__Set task__.
Can the data below be set down again exactly, line for line?

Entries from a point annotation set
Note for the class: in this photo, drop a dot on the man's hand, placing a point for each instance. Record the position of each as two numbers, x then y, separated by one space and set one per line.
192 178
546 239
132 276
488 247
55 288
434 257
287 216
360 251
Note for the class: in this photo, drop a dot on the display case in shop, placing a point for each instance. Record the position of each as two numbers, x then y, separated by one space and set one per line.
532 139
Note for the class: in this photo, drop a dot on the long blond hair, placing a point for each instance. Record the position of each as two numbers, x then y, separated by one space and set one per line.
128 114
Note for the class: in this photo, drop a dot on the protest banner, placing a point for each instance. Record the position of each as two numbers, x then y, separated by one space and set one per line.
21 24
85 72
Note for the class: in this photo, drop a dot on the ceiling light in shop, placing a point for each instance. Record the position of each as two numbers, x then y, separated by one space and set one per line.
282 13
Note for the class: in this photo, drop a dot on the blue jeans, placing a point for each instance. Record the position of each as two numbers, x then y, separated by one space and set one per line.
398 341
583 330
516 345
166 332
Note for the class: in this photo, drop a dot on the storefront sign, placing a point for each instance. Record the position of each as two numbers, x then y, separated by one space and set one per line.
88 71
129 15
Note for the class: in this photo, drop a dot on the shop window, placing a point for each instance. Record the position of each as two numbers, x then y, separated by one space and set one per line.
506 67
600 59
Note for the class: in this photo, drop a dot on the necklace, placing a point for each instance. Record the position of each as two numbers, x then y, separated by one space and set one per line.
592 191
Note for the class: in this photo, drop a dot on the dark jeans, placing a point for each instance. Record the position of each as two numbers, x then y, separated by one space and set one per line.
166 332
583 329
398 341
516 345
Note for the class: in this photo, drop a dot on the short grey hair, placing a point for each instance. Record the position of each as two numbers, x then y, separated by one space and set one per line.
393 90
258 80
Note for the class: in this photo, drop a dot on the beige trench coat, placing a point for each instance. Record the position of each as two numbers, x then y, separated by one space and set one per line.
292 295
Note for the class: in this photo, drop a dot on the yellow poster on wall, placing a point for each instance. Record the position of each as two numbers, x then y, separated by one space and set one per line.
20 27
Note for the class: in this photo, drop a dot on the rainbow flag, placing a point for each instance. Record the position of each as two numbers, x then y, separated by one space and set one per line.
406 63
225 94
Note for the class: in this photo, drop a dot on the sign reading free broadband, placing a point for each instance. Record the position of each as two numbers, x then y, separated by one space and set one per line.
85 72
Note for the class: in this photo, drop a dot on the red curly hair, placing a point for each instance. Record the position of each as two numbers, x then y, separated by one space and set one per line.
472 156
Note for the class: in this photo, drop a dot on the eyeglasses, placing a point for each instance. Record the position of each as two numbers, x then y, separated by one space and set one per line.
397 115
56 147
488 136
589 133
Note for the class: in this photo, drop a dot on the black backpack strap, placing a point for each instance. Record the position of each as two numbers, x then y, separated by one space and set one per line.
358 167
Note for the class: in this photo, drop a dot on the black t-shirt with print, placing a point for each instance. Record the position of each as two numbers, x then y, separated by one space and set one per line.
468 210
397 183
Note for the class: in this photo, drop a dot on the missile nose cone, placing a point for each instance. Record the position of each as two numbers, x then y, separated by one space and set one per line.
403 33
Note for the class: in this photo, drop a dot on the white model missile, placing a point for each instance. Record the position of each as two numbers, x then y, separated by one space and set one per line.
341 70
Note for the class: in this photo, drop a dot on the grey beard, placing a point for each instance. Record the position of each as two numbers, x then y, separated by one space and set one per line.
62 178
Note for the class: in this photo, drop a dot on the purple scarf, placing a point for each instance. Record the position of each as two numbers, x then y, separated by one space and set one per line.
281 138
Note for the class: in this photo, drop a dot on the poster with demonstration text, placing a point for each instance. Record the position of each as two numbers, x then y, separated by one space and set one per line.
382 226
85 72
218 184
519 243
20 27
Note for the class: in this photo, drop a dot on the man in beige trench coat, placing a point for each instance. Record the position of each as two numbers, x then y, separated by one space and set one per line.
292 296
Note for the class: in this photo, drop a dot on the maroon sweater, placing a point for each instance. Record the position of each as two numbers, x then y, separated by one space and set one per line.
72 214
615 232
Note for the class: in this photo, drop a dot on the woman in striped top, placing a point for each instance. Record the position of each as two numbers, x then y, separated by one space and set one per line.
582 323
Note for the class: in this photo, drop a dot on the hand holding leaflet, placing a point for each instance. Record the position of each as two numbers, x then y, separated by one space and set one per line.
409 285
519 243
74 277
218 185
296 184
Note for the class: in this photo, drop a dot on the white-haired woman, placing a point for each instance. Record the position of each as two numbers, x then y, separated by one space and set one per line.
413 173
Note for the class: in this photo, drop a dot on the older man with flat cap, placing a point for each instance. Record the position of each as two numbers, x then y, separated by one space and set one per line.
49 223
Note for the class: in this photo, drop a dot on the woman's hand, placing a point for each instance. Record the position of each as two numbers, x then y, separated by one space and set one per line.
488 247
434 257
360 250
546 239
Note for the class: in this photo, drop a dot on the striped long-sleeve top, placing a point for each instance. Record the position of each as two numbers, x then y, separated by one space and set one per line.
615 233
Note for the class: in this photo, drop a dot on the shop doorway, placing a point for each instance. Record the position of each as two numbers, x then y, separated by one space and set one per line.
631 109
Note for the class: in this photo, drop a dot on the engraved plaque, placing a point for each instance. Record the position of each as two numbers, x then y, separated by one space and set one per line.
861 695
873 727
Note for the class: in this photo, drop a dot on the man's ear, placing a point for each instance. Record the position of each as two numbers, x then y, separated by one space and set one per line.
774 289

__Written solution__.
Note for the class: in this photo, drop a dot on the man's hand, placing a point for each instance. Record the position of each as two numbers, x then y, separated by one space and set one per line.
192 178
546 239
132 276
488 247
55 288
434 257
287 216
360 251
Note for the class: in this photo, drop a dot on the display case in shop, placing a point for each instance. Record the position of each as two numbers, x then y, separated by one space and set one per line.
532 139
Note for the class: in this photo, drop a dot on the long blond hair, placing a point for each instance. Record the position of each as two numbers, x then y, separated by one space and set one per line.
128 114
Note for the class: in this photo, drop a dot on the protest banner, placing a point for each instance. Record the position of each as two numbers, x then y, separated by one space and set one per line.
21 24
85 72
Note for the class: in this photo, drop a dot on the ceiling light in shop, placing a point for each instance. Record the position of each as two numbers, x then y, separated by one space and set one per line.
282 13
Note for the class: in this photo, drop a dot on the blue jeans, placing a point for each instance. Record the position of each as two numbers, x then y, separated by one space and set one per line.
398 341
583 330
516 345
166 332
Note for the class: in this photo, drop a dot on the storefront sign, placing a point for each instance. Record the position of each as two numbers, x then y, separated by one space and set one per line.
88 71
129 15
Note for the class: in this photo, drop a dot on the shop window, placing a point for each instance. Record the position of each as two numbers, x then y, separated by one space and set one per line.
506 67
600 59
Note for the class: in this photo, drop a dot on the necklace, placing a point for each instance. Record the position of each as two numbers, x then y, separated by one space and set one per line.
592 191
Note for the class: in this photo, drop a dot on the dark jeans, placing a point for each instance. Record the position of each as two numbers, x then y, separated by one space and set one per line.
166 332
583 329
398 341
516 345
Note for the class: in this photo, drop a dot on the short grey hair, placing a point for each instance. Record the position of each as two numbers, x then y, separated by one space and set one per line.
393 90
258 80
Note for the class: in this photo, drop a dot on the beige trench coat, placing a point for each instance. Record the position of each as two numbers, x then y, separated by one space and set one per line.
292 295
Note for the class: in this photo, drop a dot on the yellow poster on wall, placing a point for each instance. Record the position of each as two numbers, x then y, separated by one space and set one per line.
20 27
Note for the class: in this photo, drop a dot on the rainbow flag, placing a point for each instance. Record the position of each as two numbers, x then y, separated by one space and set one per line.
406 63
225 94
Note for the class: in this photo, drop a dot on the sign reading free broadband, placing a point for each instance. Record the position of each as two numbers, x then y, separated by one space and set one per line.
85 72
Note for the class: in this photo, drop a dot on the red curly hair, placing a point for each instance. Record the position of each as two numbers, x then y, separated by one space and set one per line.
472 156
Note for the class: in this photo, drop a dot on the eyeglasses, placing a point for each instance. Record the position of each as two numbers, x then y, separated by one space and set one per line.
397 115
56 147
488 136
589 133
Note for the class: in this photo, drop a dot on the black backpack strap, placing a point for each instance. Record the position of each as two numbers, x then y, separated by one space and set one per line.
358 167
Note for the class: in this photo, drop a dot on the black t-shirt with print, placing a point for each instance. Record the position of each as two numbers, x then y, separated by one space and set one per line.
468 210
397 183
Note for the class: in this photo, drop a dot on the missile nose cone, placing a point for each instance. Record the position of each as two numbers, x then y, separated by one space and set one per line.
403 33
Note for the class: in this photo, drop a dot on the white model missile, placing a point for each instance. Record the position of each as two numbers, x then y, separated by one space and set one per line.
341 70
Note for the class: in this photo, drop a dot on the grey beard, placing a point for each instance. Record the position of each as two numbers, x then y, separated by one space and set one per line.
62 178
Note for the class: in this photo, drop a dot on the purple scarf, placing a point for each instance. Record the position of each as two numbers, x then y, separated by one space and set one per line.
281 138
Note for the class: in this photo, drop a dot on the poster with demonstration text, placing a point for each instance. Record the position of each as two numbers, x then y, separated by one space and set one per line.
382 226
85 72
218 184
519 243
20 27
Note for the class: in this photo, drop a dot on the man in beige trench coat, placing a point for each instance. Record the position of each as two numbers, x then y, separated by one space and set one per line.
292 296
Note for the class: in this photo, drop a dot on the maroon sweater, placing a point for each instance. Record the position of each as two numbers, x then y, separated by one space and set one per line.
72 214
615 232
Note for the class: in this photo, drop a dot on the woman in striped top, placing a point for each instance. Record the position of each as two numbers, x then y, separated by one space and set one per line.
582 323
Note for the class: in this photo, drop a dot on the hand holding leaflet, placing a point for each instance. Record the position of each as two numbers, x then y, separated by one space and set one per line.
409 285
519 243
74 277
218 185
296 184
Note for the class: in this photo, drop a dot on the white-haired woman, placing a point for each instance. Record the position of each as two numbers, x then y, separated by one space and set one per line.
413 173
Note for the class: in this photo, drop a dot on the older man with flat cap, placing a point for each instance. Record the position of each as two numbers, x then y, separated by one space and set one per line.
49 223
Note for the class: in this photo, drop a dot on the woman's hand, placing a point for each instance. Record the position of each as two numbers, x then y, separated by one space and set one per line.
488 247
434 257
360 250
546 239
Note for the class: in this photo, drop a dot on the striped long-sleeve top, placing a point for each instance. Record the position of each as two numbers, x then y, separated by one space and set one per line.
615 233
Note for the class: in this photo, drop a dot on the shop doorway, placing a point for each instance. Record the position of each as two numbers, x then y, separated by one space and set one per line.
631 109
Note for the class: in this photo, drop a dot on the engraved plaque, placing a point for each instance. Record the position of each as two numbers, x then y, separated by one space and set one per line.
861 695
873 727
Note for the class: in this photo, drop a dot on the man's ear, placing a point for each instance. Record the position of each as two numbers, x then y, separated by one space and set one per line.
774 289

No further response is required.